§ **Task requirements**
Go through the material that comes after this and count the lines containing "leaf"; report only the count.

§ **Material supplied**
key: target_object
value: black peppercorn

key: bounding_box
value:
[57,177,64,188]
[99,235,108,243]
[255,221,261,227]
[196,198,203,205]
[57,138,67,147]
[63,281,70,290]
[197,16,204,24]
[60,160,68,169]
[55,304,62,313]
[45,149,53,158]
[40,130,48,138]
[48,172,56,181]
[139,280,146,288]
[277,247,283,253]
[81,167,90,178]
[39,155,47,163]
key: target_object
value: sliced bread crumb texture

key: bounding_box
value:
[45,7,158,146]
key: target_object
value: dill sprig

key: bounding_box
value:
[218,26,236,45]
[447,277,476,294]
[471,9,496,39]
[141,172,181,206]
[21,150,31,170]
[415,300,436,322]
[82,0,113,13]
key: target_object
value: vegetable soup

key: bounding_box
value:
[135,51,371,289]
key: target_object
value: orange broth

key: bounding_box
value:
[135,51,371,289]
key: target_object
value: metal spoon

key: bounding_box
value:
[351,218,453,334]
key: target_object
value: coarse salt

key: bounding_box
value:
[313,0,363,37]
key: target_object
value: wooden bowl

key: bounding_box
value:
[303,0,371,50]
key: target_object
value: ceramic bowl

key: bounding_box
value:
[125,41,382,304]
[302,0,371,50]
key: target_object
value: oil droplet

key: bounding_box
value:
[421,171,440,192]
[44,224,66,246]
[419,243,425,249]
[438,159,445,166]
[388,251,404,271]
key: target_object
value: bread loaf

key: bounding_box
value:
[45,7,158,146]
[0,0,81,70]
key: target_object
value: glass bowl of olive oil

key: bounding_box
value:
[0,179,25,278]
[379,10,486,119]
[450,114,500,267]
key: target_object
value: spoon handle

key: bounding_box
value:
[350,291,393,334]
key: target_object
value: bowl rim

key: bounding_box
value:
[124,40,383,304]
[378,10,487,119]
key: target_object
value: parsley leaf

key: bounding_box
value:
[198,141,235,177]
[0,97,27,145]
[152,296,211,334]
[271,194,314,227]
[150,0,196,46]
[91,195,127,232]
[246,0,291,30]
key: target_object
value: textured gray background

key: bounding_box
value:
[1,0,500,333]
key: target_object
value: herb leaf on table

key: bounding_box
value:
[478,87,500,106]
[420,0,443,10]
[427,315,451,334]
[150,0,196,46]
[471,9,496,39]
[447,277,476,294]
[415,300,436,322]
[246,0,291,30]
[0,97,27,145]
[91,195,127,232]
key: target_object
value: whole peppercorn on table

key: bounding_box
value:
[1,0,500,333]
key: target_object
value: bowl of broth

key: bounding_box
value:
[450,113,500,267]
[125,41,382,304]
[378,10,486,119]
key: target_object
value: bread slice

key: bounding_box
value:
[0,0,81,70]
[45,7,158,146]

§ **Solution for this task**
2